Instruções |
[a] De acordo com o texto sobre a vacina da dengue, quantos casos prováveis da doença o Brasil registrou até o início de junho?
[b] Transcreva novamente o trecho do texto sobre a vacina da dengue começando em "O secretário de" e seguindo até "ficar para 2025.", inclusive.

Texto |
#####
Para ser oferecido na rede pública, porém, precisa ser avaliado antes pela Comissão Nacional de Incorporação de Tecnologias no Sistema Único de Saúde (Conitec). De acordo com a pasta, o órgão analisa aspectos como “eficácia, efetividade, segurança e impacto econômico da nova tecnologia com base nas melhores evidências científicas disponíveis”. O pedido, segundo a Takeda, será apresentado ainda neste mês.
O secretário de Ciência, Tecnologia, Inovação e Complexo da Saúde da pasta, Carlos Gadelha, contudo, afirma que o ministério prioriza implementar no sistema público produções brasileiras, no caso, o imunizante do Instituto Butantan, em desenvolvimento desde 2009. A previsão é que o estudo da vacina nacional seja enviado para análise da Anvisa somente em meados de dezembro de 2024. Na prática, a aprovação deve ficar para 2025.
— Quando a gente pensa em vacinas, é importante destacar o papel central da produção nacional. Hoje, o complexo industrial da saúde é estratégico e ajuda a salvar mais de 200 mil vidas. Por isso, a análise da vacina da dengue segue essa perspectiva de desenvolvimento tecnológico para cuidar das pessoas — afirmou o secretário, responsável por coordenar o processo de incorporação de tecnologias no SUS.
Conforme o último informe semanal do Centro de Operações de Emergências de Arboviroses (COE Arboviroses), o Brasil registrou 1,38 milhão de casos prováveis de dengue até o início de junho, número que supera em 22% os registrados no mesmo período do ano passado. Do total, 15.519 foram casos graves e com sinais de alarme, e 635 resultaram em morte.
‘Pode custar vidas’
Vice-presidente da Sociedade Brasileira de Infectologia (SBI), Alexandre Naime Barbosa alerta que o número de óbitos no primeiro semestre é mais da metade de todas as mortes pela doença registradas em 2022, quando houve 1.016 — o recorde em toda a série histórica desde 1980.
— Isso poderia ser reduzido caso uma vacina fosse implementada. Esperar uma vacina do Instituto Butantan pode custar vidas, principalmente dos grupos mais vulneráveis. O ministério deve ter sensibilidade para entender que essa vacina é necessária o mais imediatamente possível para alguns grupos — disse o infectologista.
Com 79,6% de eficácia, a vacina Butantan-DV é de dose única e indicada para pessoas de 4 a 59 anos, tanto para quem já teve a doença quanto para os nunca contaminados. Apesar de feita para proteger contra os quatro sorotipos do vírus da dengue, ainda não há dados de eficácia para os sorotipos 3 e 4, o que é uma outra preocupação do vice-presidente da SBI.
— Há uma boa perspectiva acerca da vacina do Butantan, mas ainda não existem dados publicados sobre a eficácia contra todos os sorotipos. Por mais que sejamos otimistas, ainda não temos esses resultados de forma palpável — disse.
Dengvaxia
A primeira vacina autorizada no Brasil contra a dengue, a Dengvaxia, do laboratório francês Sanofi, também nunca chegou ao SUS por apresentar riscos a quem nunca tinha pego a doença. Este imunizante está disponível apenas em clínicas privadas e é indicado somente para evitar reinfecções, que costumam ser mais graves.
#####
Extrato de dados |
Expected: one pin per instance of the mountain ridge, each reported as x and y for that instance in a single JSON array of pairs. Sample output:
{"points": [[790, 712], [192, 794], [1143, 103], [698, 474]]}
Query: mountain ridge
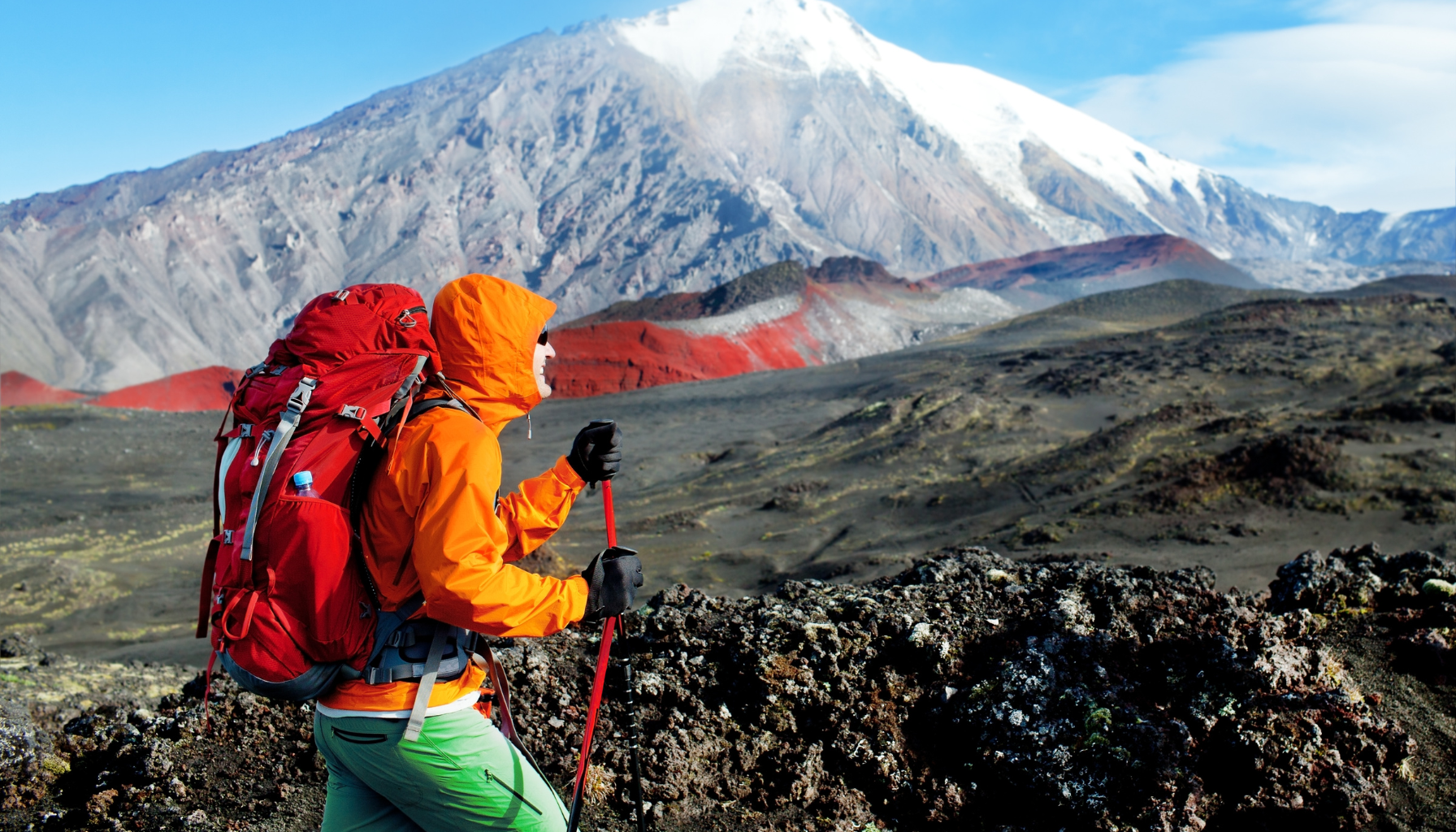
#####
Respostas por tarefa |
[a] 1,38 milhão de casos prováveis.

[b]
O secretário de Ciência, Tecnologia, Inovação e Complexo da Saúde da pasta, Carlos Gadelha, contudo, afirma que o ministério prioriza implementar no sistema público produções brasileiras, no caso, o imunizante do Instituto Butantan, em desenvolvimento desde 2009. A previsão é que o estudo da vacina nacional seja enviado para análise da Anvisa somente em meados de dezembro de 2024. Na prática, a aprovação deve ficar para 2025.